Excerpt from a data file
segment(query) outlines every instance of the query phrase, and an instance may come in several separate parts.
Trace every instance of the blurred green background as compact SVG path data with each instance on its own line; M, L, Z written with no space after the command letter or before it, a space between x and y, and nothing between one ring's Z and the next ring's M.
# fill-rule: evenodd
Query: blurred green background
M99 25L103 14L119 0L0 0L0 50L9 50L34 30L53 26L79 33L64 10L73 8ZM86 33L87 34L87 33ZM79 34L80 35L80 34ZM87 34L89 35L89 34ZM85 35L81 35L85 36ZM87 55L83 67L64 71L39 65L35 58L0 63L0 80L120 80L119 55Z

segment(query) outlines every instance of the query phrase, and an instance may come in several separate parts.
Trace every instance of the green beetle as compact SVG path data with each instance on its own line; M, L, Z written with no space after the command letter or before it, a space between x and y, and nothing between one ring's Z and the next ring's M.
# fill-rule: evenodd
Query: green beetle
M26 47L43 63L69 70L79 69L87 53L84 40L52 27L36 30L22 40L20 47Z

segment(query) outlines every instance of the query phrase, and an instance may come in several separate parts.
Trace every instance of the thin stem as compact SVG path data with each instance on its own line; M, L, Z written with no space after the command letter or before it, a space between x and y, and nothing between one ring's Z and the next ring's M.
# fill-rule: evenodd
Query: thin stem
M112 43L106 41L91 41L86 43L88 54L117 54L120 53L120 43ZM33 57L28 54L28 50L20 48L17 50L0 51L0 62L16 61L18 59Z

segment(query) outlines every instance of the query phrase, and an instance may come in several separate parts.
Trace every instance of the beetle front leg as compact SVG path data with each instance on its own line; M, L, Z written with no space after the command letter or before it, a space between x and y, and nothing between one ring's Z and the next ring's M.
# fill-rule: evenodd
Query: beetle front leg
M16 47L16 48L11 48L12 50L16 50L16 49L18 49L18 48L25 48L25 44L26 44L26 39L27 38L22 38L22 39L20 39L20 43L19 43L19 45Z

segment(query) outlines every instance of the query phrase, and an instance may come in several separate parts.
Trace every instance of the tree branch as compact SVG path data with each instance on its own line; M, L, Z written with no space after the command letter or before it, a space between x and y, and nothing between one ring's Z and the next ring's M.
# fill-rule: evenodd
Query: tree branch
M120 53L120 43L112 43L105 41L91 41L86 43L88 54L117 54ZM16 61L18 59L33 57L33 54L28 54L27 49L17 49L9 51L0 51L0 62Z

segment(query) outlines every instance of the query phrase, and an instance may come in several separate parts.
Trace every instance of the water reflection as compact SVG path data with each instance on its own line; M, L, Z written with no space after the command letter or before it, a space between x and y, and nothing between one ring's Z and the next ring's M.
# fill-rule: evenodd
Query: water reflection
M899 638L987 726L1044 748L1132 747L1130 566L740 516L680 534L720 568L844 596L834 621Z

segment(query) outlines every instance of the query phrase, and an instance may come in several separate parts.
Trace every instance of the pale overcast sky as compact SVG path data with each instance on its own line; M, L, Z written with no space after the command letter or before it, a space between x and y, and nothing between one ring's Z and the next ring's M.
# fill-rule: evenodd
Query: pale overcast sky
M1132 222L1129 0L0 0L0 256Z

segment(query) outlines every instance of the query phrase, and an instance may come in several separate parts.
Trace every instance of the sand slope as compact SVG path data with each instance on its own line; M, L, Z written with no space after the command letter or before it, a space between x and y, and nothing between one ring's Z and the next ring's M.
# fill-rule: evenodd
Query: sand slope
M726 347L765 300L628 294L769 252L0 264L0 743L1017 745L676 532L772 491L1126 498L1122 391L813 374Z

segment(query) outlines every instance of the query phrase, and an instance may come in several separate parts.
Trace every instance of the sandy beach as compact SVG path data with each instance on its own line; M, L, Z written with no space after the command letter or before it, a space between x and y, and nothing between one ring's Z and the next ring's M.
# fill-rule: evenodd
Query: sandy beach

Task description: Please copy all of the records above word for word, without changing anything.

Full output:
segment(query) outlines every instance of the query phrase, and an instance may come in several separate parts.
Trace every instance of the blurred green background as compact SVG path data with each instance on its own line; M, L, Z written with no space after the command letter or before it, a space between x and y, and nothing between one ring's Z and the next ring's M.
# fill-rule: evenodd
Query: blurred green background
M99 25L103 14L119 0L0 0L0 50L9 50L34 30L53 26L79 33L64 10L73 8ZM86 33L87 34L87 33ZM79 34L80 35L80 34ZM87 34L89 35L89 34ZM85 35L81 35L85 36ZM87 55L83 67L64 71L39 65L35 58L0 63L0 80L120 80L119 55Z

segment(query) outlines every instance of the query phrase, and an instance may come in several separate parts.
Trace every instance of the green beetle as compact SVG path data with each instance on its own line; M, L, Z written with no space after the command letter or before it, a space between x and y, and nothing between one ring's Z and the next ring's M.
# fill-rule: evenodd
Query: green beetle
M26 47L43 63L69 70L79 69L87 53L84 40L52 27L36 30L22 40L20 47Z

segment(query) outlines every instance of the query phrase, and an instance may come in several separate parts.
Trace every instance of the thin stem as compact SVG path data with each instance on its own line; M, L, Z written with no space after the command letter or before it, a space between x and y, and nothing between one ring's Z and the next ring's M.
# fill-rule: evenodd
Query: thin stem
M112 43L106 41L91 41L86 43L88 54L117 54L120 53L120 43ZM33 57L28 54L28 50L20 48L17 50L0 51L0 62L16 61L18 59Z

segment(query) outlines every instance of the query phrase, and an instance may come in several separate parts.
Trace every instance of the beetle front leg as compact SVG path data with each instance on its own line; M, L, Z written with no space after the command letter or before it, a space between x and y, and nothing between one ring's Z and the next ring's M.
# fill-rule: evenodd
Query: beetle front leg
M16 47L16 48L11 48L12 50L16 50L16 49L18 49L18 48L25 48L25 44L26 44L26 39L27 38L22 38L22 39L20 39L20 43L19 43L19 45Z

segment(query) outlines every instance of the query phrase, and an instance may come in several separate parts.
Trace every instance of the tree branch as compact SVG path data with each instance on its own line; M, L, Z written with no space after the command letter or before it, a space between x and y, and nothing between one ring's Z and the next ring's M.
# fill-rule: evenodd
Query: tree branch
M120 53L120 43L112 43L105 41L91 41L86 43L88 54L117 54ZM16 61L18 59L33 57L33 54L28 54L27 49L17 49L9 51L0 51L0 62Z

segment(query) outlines every instance of the query phrase, and an instance may come in several separate parts.
Trace every instance of the water reflection as compact SVG path data with each instance on its own line; M, L, Z written with no space after the command letter or before it, a space between x and y, and nothing between one ring's Z and the next ring's M.
# fill-rule: evenodd
Query: water reflection
M899 638L987 726L1044 748L1132 747L1130 566L740 516L680 534L720 568L844 596L834 621Z

segment(query) outlines every instance of the query phrase, and an instance may come in several separate parts.
Trace every instance of the pale overcast sky as compact SVG path data with each instance on its own line; M, L, Z written with no space after the command letter or before it, a space between x and y, and nothing between one ring's Z and the next ring's M.
# fill-rule: evenodd
Query: pale overcast sky
M1132 222L1129 0L0 0L0 256Z

segment(query) outlines every instance of the query phrase, and an instance may come in several separate parts.
Trace every instance of the sand slope as compact SVG path data with each instance on its own line; M, L, Z written with no space after the command letter or before it, a space between x and y, and nothing between one ring's Z and the next ring's M.
# fill-rule: evenodd
Query: sand slope
M726 347L765 300L628 294L769 252L0 264L0 743L1017 745L676 532L772 491L1126 498L1122 391L813 374Z

segment(query) outlines every instance of the query phrase, and an instance may come in several separate parts.
Trace every instance of the sandy beach as compact SVG path data with each instance on its own line; M, L, Z written with no space after the command letter or before it, a space between x and y, and nothing between one ring's Z and the next ring's M.
# fill-rule: evenodd
Query: sandy beach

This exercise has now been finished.